#### [Ausgangstext]
Die tiefgreifende Diskriminierung iranischer Frauen und ihrer Bemühungen, ihren individuellen physiologischen Körper zurückzugewinnen, ist heute unter strengster Zensur offensichtlicher denn je.

Der Körper, der die Identität und erste Heimat jedes Menschen darstellt, war im totalitären System und in der patriarchalen Gesellschaft Irans für Männer schon immer ein Feld, auf dem sie ihre Macht demonstrieren konnten, während dies Frauen stets verwehrt wurde. 

Die Worte der Frau werden gestohlen und damit der Körper, der eines der wichtigsten Elemente beim Schaffen literarischer und künstlerischer Werke ist, vom Publikum ferngehalten. Seit mehr als 45 Jahren töten Söldner der Islamischen Republik iranische Schreibende, sperren sie ein, foltern sie oder zwingen sie in ein selbst auferlegtes Exil, weil sie wissen, dass die Unterdrückung von Kunst und Literatur im Laufe der Geschichte noch nie ganz erfolgreich war. Sie wollen auf diese Weise den Fluss und die Ernährung der Gesellschaft verhindern. Aus diesem Grund unterdrücken sie Dichter:innen, Schriftsteller:innen und Künstler:innen.

به گلوله
که روشن است نرگس‌زار حنجره‌اش
مرا به خون نده!
ضمیمه به آمبولانس در پشت گلن گدنت
اول بار مرا تن کن
نگاهت را از این چشم عبور بده
و بعد در من بچرخ
در فریاد بی‌دهان خیابان
آن لکه‌ی خون بر پیشخوان دکه‌ی روزنامه فروشی
نگاهت را همان جا بگذار
من هرگز نبوده‌ام.

Erfasste Daten:
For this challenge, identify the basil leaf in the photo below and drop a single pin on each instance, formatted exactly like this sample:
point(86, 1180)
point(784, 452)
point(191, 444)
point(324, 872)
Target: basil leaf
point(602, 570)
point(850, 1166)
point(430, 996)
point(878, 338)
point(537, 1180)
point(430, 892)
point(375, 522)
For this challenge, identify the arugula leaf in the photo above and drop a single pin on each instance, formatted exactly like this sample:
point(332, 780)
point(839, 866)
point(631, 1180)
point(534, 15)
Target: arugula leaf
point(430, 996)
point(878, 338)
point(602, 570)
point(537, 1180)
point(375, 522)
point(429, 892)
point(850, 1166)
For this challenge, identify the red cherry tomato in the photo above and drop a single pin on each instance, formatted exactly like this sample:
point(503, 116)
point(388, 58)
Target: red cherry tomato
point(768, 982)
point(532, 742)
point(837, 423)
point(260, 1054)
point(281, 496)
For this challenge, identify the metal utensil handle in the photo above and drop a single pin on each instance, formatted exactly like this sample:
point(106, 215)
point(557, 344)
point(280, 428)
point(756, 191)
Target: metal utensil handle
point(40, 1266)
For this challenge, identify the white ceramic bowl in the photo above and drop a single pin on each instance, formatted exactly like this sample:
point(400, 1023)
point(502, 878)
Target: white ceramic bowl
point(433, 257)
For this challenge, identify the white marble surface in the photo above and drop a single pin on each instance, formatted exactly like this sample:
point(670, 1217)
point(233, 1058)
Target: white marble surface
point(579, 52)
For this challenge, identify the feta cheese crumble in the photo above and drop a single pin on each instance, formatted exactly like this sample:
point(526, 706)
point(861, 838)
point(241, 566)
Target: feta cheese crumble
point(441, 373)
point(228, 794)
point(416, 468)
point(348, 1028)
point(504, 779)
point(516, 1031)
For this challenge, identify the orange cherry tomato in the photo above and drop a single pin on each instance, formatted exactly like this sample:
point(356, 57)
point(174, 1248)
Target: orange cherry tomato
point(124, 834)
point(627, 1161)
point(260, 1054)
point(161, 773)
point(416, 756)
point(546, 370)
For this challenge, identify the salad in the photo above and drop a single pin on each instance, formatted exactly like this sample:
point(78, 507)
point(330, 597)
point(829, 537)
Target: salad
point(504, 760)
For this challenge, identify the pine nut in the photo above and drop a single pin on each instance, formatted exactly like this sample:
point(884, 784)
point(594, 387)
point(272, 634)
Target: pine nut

#### [Aufgaben]
(1) Warum töten, inhaftieren, foltern oder vertreiben die Söldner der Islamischen Republik laut dem Text über die Unterdrückung iranischer Frauen seit mehr als 45 Jahren iranische Schreibende? Erkläre es in ein bis drei Sätzen.
(2) Knüpf an das Ende des Textes über die Unterdrückung iranischer Frauen an und schreib ihn weiter.

#### [Erwartete Lösungen]
(1) Sie wissen, dass die Unterdrückung von Kunst und Literatur im Laufe der Geschichte noch nie ganz erfolgreich war. Deshalb gehen sie gegen Dichter:innen, Schriftsteller:innen und Künstler:innen vor. So wollen sie den Fluss und die Ernährung der Gesellschaft verhindern.

(2)
شاعر: راضیه آقاجری

An die Kugel
deren Kelhkopf leuchtet wie ein Narzissenfeld.
Schick mich nicht ins Blut!
An den Krankenwagen gefesselt, hinter deinem Schlagbolzen
Zieh dir mich erst über
lass deinen Blick durch dieses Auge wandern
und dann wende dich in mir
im mundlosen Schrei der Straße
dieser Blutfleck auf dem Kiosktresen
lass deinen Blick dort
mich hat es nie gegeben

Razieh Aghajari, geboren 1985 in Iran, veröffentlichte bereits vor 20 Jahren ihren ersten Gedichtband zum Thema Weiblichkeit und publizierte unerlaubt ein anschließendes Audioalbum mit dem Titel "5 km nach dir". Sie arbeitete außerdem als Journalistin und Herausgeberin der Literaturabteilung der inzwischen verbotenen Monatszeitschrift Promethe. Zwei Jahre lang war sie Leiterin der Frauen- und Literaturkommission der unabhängigen Nichtregierungsorganisation Indengari, bevor sie aufgrund der zunehmenden Zensur und Drohungen Iran verlassen musste.